## [INFORMATION SUPPLIED]
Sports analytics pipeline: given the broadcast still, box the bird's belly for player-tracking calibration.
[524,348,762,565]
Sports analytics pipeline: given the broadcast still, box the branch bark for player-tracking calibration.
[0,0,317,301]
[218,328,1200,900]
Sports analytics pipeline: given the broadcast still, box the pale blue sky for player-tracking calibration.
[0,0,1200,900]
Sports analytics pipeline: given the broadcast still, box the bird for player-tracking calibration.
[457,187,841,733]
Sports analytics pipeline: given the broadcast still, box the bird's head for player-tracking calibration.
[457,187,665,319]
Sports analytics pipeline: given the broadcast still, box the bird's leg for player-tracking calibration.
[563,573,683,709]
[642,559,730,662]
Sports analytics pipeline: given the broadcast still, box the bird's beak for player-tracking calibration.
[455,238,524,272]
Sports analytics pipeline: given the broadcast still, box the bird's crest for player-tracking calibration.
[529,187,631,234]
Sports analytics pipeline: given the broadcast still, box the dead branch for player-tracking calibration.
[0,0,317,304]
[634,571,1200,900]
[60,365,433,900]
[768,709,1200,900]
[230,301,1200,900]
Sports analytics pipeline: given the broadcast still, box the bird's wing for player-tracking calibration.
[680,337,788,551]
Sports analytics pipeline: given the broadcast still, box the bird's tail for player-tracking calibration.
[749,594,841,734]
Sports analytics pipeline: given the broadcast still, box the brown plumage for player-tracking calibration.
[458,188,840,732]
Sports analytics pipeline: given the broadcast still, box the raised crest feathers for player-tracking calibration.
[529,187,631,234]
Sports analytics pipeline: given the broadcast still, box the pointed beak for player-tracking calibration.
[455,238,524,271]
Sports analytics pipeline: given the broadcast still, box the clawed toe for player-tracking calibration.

## [GIVEN TASK]
Can you reproduce all of the material above, line for line and character for character?

## [EXERCISE ANSWER]
Sports analytics pipeline: given the broadcast still, box the bird's belly for player-tracking calibration.
[524,348,762,565]
Sports analytics pipeline: given the broadcast still, box the branch bark for player-tracking calibration.
[0,0,317,301]
[218,328,1200,900]
Sports analytics pipeline: given the broadcast still, box the pale blue sky for player-tracking calibration.
[0,0,1200,900]
Sports analytics pipeline: given the broadcast still, box the bird for player-tracking calibration.
[457,187,841,733]
Sports analytics pipeline: given the broadcast still, box the bird's head for player-tracking calibration.
[457,187,665,319]
Sports analytics pipeline: given the broadcast still, box the bird's leg for player-tracking calibration.
[563,573,683,709]
[642,559,730,662]
Sports analytics pipeline: given the broadcast still, box the bird's beak for player-tracking calibration.
[455,238,524,272]
Sports analytics pipeline: given the broadcast still, box the bird's crest for player-tracking calibration.
[529,187,631,234]
Sports analytics pipeline: given the broadcast still, box the dead branch for player-tracking calibration.
[0,0,317,304]
[634,571,1200,900]
[60,365,433,900]
[768,709,1200,900]
[230,301,1200,900]
Sports analytics pipeline: given the broadcast still, box the bird's wing for player-tracking calibration.
[680,337,788,551]
Sports analytics pipeline: given the broadcast still, box the bird's tail for player-tracking calibration.
[749,594,841,734]
Sports analytics pipeline: given the broadcast still, box the brown plumage for player-tracking calibration.
[458,188,840,732]
Sports analytics pipeline: given the broadcast still, box the raised crest feathers for player-tracking calibration.
[529,187,631,234]
Sports analytics pipeline: given the broadcast still, box the pointed beak for player-tracking calibration.
[455,238,524,271]
Sports analytics pipeline: given the broadcast still, box the clawed toe for player-tracking calibration.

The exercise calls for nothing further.